> EXERCISE: Without the pictures, set down exactly the lines from the one that contains "stain on hull in the photo above." to the end of the entries, both included, and nothing besides.

> Point-per-instance localization data:
——
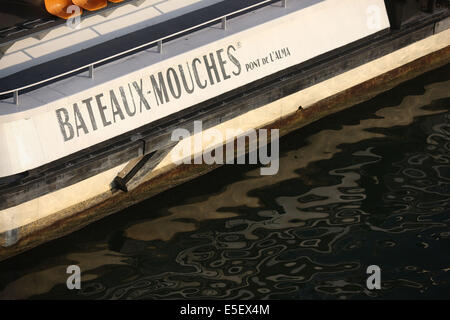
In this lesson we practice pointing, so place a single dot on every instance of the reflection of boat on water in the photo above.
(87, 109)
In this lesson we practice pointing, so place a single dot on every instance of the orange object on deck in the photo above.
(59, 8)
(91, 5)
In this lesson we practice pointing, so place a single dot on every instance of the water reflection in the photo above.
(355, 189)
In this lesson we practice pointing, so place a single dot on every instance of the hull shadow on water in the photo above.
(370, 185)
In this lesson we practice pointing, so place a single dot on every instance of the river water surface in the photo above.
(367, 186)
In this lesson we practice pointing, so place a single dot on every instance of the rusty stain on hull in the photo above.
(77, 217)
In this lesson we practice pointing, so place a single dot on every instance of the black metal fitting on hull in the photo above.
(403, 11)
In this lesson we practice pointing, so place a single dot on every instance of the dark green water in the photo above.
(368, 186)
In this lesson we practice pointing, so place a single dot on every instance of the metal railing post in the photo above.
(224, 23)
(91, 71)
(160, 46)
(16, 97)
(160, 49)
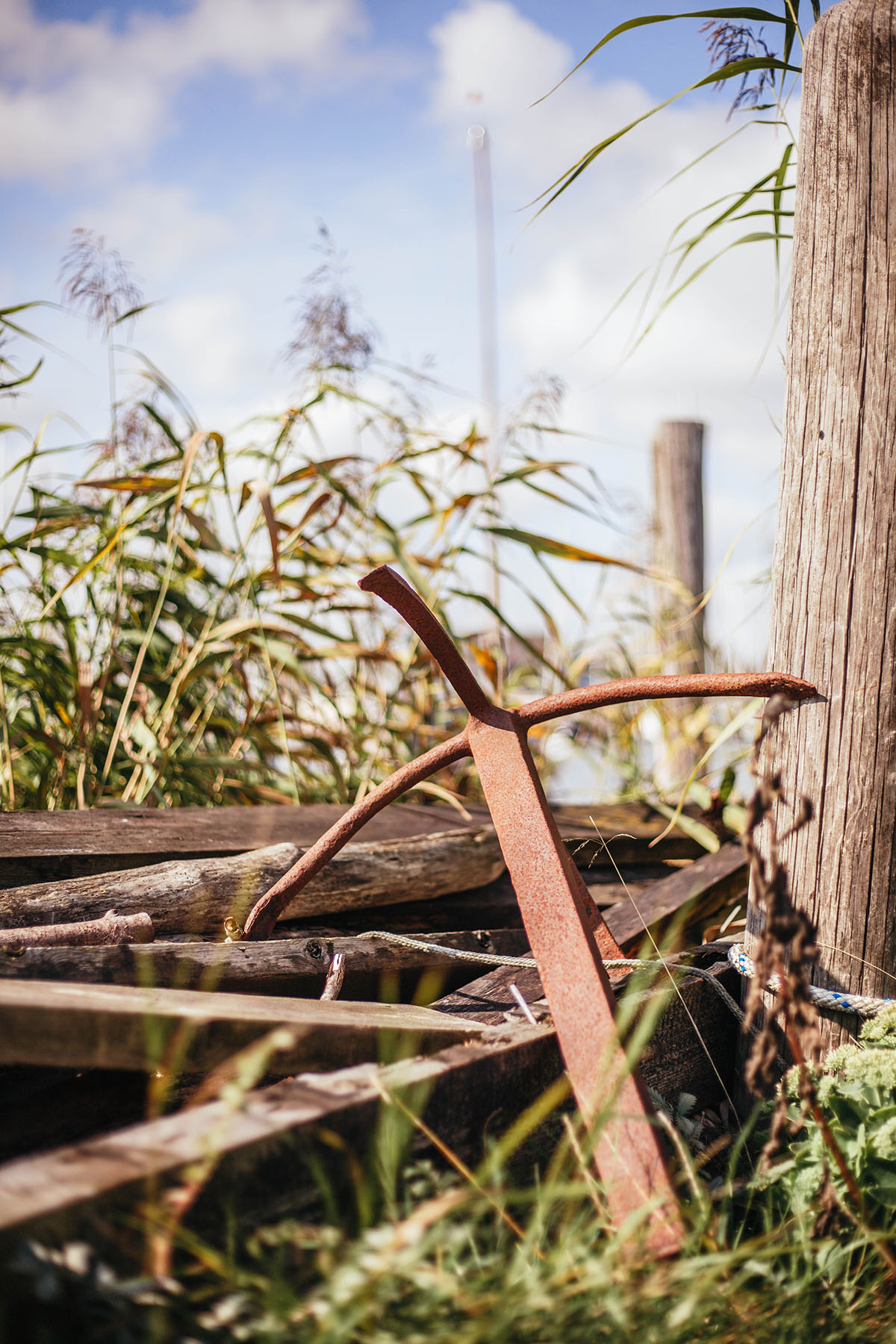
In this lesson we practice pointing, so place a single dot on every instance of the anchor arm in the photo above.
——
> ANSWER SECTION:
In this lesson we practice pointing, so place a single dot on every instance of the rusty stain on hull in the photo above.
(77, 217)
In this lesson we practice pointing, so place a single dot on every instance of the black metal fitting on hull in the photo above.
(403, 11)
In this lesson we practice pointing, so place a single dot on every instance of the dark green water in the photo above.
(368, 186)
In this lesson we practice pointing, so place a single dot on every instance of the metal railing post in the photo above.
(224, 23)
(91, 71)
(160, 46)
(16, 97)
(160, 49)
In this lesson we practice pointing, so place a single dot on every instance of the anchor arm in the photo above.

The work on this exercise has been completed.